Saved data entries:
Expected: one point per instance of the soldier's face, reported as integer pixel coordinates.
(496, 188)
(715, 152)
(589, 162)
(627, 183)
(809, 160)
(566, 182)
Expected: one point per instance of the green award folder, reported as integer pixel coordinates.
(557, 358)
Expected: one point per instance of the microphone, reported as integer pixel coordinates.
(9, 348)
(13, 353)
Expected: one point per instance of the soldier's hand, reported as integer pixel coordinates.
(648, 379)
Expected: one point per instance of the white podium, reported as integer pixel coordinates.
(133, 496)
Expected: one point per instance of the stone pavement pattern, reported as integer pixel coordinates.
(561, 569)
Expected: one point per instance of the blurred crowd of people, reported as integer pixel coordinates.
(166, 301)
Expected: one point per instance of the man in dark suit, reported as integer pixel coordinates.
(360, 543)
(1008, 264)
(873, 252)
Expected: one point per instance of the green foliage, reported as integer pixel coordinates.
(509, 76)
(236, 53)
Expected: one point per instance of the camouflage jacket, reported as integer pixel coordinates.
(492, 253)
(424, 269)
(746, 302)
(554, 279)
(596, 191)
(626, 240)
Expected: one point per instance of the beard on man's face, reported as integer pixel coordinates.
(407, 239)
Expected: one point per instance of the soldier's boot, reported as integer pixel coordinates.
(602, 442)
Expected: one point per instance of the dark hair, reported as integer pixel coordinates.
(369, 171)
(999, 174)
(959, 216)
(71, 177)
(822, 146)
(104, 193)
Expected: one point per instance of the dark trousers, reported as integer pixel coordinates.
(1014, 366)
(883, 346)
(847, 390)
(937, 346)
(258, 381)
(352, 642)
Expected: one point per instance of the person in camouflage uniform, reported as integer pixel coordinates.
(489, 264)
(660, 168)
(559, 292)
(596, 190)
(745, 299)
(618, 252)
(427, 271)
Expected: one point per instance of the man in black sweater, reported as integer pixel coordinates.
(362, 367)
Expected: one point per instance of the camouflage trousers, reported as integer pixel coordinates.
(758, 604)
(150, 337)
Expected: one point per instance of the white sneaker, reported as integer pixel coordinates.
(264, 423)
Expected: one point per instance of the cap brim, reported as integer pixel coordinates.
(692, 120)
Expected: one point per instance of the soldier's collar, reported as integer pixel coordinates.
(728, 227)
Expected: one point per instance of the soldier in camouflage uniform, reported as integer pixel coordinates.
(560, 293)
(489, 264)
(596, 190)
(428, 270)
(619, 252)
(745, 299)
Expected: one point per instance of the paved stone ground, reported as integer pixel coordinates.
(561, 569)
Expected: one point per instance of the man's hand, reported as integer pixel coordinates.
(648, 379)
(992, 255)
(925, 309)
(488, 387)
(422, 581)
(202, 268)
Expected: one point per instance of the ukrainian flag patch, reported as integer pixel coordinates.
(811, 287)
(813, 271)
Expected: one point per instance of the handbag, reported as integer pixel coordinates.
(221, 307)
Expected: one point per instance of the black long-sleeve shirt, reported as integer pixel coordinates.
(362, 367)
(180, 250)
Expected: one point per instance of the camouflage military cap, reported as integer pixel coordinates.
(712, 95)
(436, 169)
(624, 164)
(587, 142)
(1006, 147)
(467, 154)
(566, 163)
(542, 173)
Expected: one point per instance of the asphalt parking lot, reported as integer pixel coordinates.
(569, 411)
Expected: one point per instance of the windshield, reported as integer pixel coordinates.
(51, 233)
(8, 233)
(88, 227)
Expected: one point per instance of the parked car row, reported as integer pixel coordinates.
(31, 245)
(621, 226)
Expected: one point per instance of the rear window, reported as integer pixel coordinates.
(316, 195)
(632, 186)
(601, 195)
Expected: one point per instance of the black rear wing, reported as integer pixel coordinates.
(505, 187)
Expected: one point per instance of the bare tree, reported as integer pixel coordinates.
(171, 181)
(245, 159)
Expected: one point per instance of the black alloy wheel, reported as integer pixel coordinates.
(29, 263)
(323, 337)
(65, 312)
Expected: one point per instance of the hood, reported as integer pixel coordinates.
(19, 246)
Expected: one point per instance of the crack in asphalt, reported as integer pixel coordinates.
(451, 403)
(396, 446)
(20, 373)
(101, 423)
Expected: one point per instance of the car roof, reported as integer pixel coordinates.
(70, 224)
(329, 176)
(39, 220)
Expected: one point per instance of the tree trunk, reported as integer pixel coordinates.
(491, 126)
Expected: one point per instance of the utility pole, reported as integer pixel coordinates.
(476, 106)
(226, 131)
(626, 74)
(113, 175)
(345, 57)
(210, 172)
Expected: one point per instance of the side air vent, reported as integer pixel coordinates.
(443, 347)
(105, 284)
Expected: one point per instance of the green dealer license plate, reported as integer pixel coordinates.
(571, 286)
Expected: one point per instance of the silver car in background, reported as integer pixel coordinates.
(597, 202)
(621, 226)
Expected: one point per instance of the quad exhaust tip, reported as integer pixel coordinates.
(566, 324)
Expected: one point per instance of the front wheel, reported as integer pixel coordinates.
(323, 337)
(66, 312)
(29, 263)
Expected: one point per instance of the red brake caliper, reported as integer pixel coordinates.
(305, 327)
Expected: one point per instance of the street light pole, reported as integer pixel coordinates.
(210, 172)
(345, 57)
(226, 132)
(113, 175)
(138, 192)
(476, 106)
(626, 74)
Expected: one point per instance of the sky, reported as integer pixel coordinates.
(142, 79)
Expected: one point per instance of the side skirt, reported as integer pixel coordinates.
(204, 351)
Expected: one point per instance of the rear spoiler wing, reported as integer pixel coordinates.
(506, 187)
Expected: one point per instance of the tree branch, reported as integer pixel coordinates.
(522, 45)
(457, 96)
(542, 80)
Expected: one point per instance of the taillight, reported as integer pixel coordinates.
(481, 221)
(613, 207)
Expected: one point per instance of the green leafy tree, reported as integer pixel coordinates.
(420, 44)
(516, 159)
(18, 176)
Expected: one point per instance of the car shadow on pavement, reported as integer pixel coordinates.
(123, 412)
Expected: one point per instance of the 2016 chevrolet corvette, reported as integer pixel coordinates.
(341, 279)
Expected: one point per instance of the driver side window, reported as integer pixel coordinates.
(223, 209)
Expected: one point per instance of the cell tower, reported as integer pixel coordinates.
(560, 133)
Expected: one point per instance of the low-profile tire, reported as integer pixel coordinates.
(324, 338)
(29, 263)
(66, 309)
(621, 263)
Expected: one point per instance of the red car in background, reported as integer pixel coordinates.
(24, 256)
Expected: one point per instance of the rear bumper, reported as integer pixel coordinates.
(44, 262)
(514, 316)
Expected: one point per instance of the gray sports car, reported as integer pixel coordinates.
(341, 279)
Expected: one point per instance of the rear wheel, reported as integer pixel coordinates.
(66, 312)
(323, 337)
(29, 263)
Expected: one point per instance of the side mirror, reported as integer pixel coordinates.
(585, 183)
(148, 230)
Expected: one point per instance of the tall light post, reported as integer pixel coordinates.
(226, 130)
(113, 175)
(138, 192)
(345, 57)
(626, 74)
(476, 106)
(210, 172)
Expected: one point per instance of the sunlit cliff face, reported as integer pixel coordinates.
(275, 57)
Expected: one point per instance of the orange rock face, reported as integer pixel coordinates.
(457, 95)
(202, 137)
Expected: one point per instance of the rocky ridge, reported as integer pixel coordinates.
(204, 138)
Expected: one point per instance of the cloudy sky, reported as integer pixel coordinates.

What you should do
Extract all the material, leaving every line as it is.

Problem solution
Expected: one point per instance of the soldier's face, reported as integer pixel coordinates.
(496, 188)
(715, 152)
(589, 162)
(627, 183)
(809, 160)
(566, 182)
Expected: one point per instance of the green award folder, reported as integer pixel coordinates.
(557, 358)
Expected: one point per instance of the microphone, reported as integer pixel coordinates.
(9, 348)
(13, 353)
Expected: one point per instance of the soldier's hand, reported as integer pixel coordinates.
(648, 379)
Expected: one point per instance of the white podium, reported as integer pixel coordinates.
(133, 496)
Expected: one point per instance of the stone pavement pattern, reported as integer pixel coordinates.
(561, 569)
Expected: one point per instance of the blurred crowd of people, reported as integer pixel coordinates.
(166, 301)
Expected: one point per instance of the man in dark suit, reported as integer pixel coordinates.
(360, 543)
(1008, 264)
(873, 252)
Expected: one point per instance of the green foliage, reported as integer pixel coordinates.
(509, 76)
(236, 53)
Expected: one point per instance of the camouflage jacket, reported as integer pixel coordinates.
(492, 253)
(424, 269)
(746, 302)
(554, 279)
(596, 191)
(626, 240)
Expected: one point per instance of the beard on man's face, reported as integer pixel coordinates.
(407, 239)
Expected: one point per instance of the soldier's boot, reported as integer pixel coordinates.
(602, 442)
Expected: one point per instance of the dark hair, reported as integer pixel coordinates.
(369, 171)
(999, 174)
(959, 216)
(71, 177)
(822, 146)
(104, 193)
Expected: one point per instance of the dark trousers, reported as integer pixel coordinates.
(1014, 366)
(883, 346)
(847, 390)
(937, 346)
(258, 381)
(352, 642)
Expected: one point per instance of the person in camouflage uniform, reported as integer pixel coordinates.
(489, 264)
(660, 168)
(559, 292)
(596, 190)
(745, 299)
(618, 252)
(427, 271)
Expected: one point per instance of the man in black sweater, reported as integer pixel coordinates.
(362, 367)
Expected: one point per instance of the camouflage trousers, reported as integer pixel coordinates.
(758, 604)
(150, 337)
Expected: one point per instance of the white sneaker, reported as integer pixel coordinates.
(264, 423)
Expected: one point per instance of the cap brim, reported as integer pixel coordinates.
(692, 120)
Expected: one point per instance of the soldier's collar, reported as integer pixel coordinates.
(728, 227)
Expected: one point per instance of the soldier in camouflage uniform, reported as integer pixel coordinates.
(560, 293)
(489, 264)
(596, 190)
(428, 270)
(619, 252)
(745, 299)
Expected: one point per instance of the paved stone ground, reported as integer pixel coordinates.
(561, 569)
Expected: one point per instance of the man's hand, reported as integer pixel coordinates.
(648, 379)
(992, 255)
(925, 309)
(488, 387)
(422, 581)
(202, 268)
Expected: one point per instance of the ukrainian flag patch, reported as integer pixel coordinates.
(811, 287)
(813, 271)
Expected: one point per instance of the handbag, reported as integer pixel coordinates.
(221, 307)
Expected: one point per instance of the black long-sleeve shirt, reported as integer pixel coordinates.
(362, 367)
(180, 250)
Expected: one point per instance of the camouflage military cap, reported as integer pixel coordinates.
(712, 95)
(436, 169)
(624, 164)
(587, 142)
(1006, 147)
(467, 154)
(566, 163)
(542, 173)
Expected: one point per instance of the asphalt parking lot, reported as integer pixel coordinates.
(569, 411)
Expected: one point per instance of the windshield, reported as integer pixel coordinates.
(51, 233)
(8, 233)
(88, 227)
Expected: one point per instance of the parked car row, reported as integer pixel coordinates.
(31, 245)
(621, 226)
Expected: one point per instance of the rear window, reported as integer pixel coordinates.
(316, 195)
(632, 186)
(601, 195)
Expected: one point per instance of the black rear wing, reported as integer pixel coordinates.
(505, 187)
Expected: one point per instance of the bare tree, reported as integer pixel coordinates.
(171, 181)
(245, 159)
Expected: one point per instance of the black alloy wheel, reported as integer pixel coordinates.
(29, 263)
(323, 337)
(65, 312)
Expected: one point per instance of the hood, reported as integer pixel coordinates.
(19, 246)
Expected: one point per instance of the crack in asphalt, reported as integer pixel coordinates.
(451, 403)
(396, 446)
(20, 373)
(101, 423)
Expected: one point per instance of the car roof, reported as integer pixel coordinates.
(70, 224)
(329, 176)
(39, 220)
Expected: one point per instance of the tree trunk, reported as integer pixel coordinates.
(491, 126)
Expected: one point per instance of the utility pole, reported as integer pixel coordinates.
(476, 106)
(226, 131)
(626, 74)
(113, 175)
(345, 57)
(210, 172)
Expected: one point per instance of the side air vent, reported as integer pixel coordinates.
(443, 347)
(105, 284)
Expected: one point per instance of the green dealer license plate, reported as integer pixel coordinates.
(571, 286)
Expected: one point per instance of the silver car in background, reported as integer pixel coordinates.
(597, 202)
(621, 226)
Expected: one point per instance of the quad exhaust tip, reported as integer pixel coordinates.
(566, 324)
Expected: one point per instance of the front wheel, reported as integer pixel coordinates.
(323, 337)
(66, 312)
(29, 263)
Expected: one point per instance of the red brake caliper, reported as integer pixel coordinates.
(305, 327)
Expected: one point per instance of the street light pole, reported as integer pixel coordinates.
(210, 172)
(345, 57)
(226, 132)
(113, 175)
(138, 192)
(476, 106)
(626, 74)
Expected: one point per instance of the sky, reported as integer pixel coordinates.
(142, 79)
Expected: one point per instance of the side skirt, reported as integer pixel coordinates.
(204, 351)
Expected: one point per instance of the rear spoiler wing, reported as integer pixel coordinates.
(506, 187)
Expected: one point per instance of the tree branch, reported as integer pixel coordinates.
(522, 45)
(457, 96)
(542, 80)
Expected: one point per instance of the taillight, reported as integer pixel coordinates.
(481, 221)
(613, 207)
Expected: one point per instance of the green leafy tree, reported as integer pixel coordinates.
(420, 44)
(516, 159)
(18, 176)
Expected: one point per instance of the car shadow on pavement, reported as integer pixel coordinates.
(123, 412)
Expected: one point per instance of the 2016 chevrolet corvette, reported as integer pixel coordinates.
(341, 279)
Expected: one point per instance of the driver side window, reported as integer pixel coordinates.
(223, 209)
Expected: one point per instance of the cell tower, reported as integer pixel coordinates.
(560, 133)
Expected: one point per instance of the low-profile tire, reported as integer pixel coordinates.
(324, 338)
(29, 263)
(66, 309)
(621, 263)
Expected: one point per instance of the red car in background, reported as integer pixel coordinates.
(24, 256)
Expected: one point per instance of the rear bumper, reported as integer pixel coordinates.
(44, 262)
(514, 316)
Expected: one point per instance of the gray sports car, reported as integer pixel coordinates.
(341, 279)
Expected: one point per instance of the rear wheel, reported as integer pixel coordinates.
(66, 312)
(323, 337)
(29, 263)
Expected: one point per instance of the side mirror, reported as integer pixel coordinates.
(585, 183)
(148, 230)
Expected: one point per instance of the tall light post, reported as integer pixel coordinates.
(226, 130)
(113, 175)
(138, 192)
(345, 57)
(626, 74)
(476, 106)
(210, 172)
Expected: one point per instance of the sunlit cliff face, reported as integer pixel coordinates.
(275, 57)
Expected: one point per instance of the orange rock face, reported as integer pixel coordinates.
(457, 95)
(202, 137)
Expected: one point per instance of the rocky ridge, reported as integer pixel coordinates.
(204, 138)
Expected: one point per instance of the cloudy sky, reported as integer pixel coordinates.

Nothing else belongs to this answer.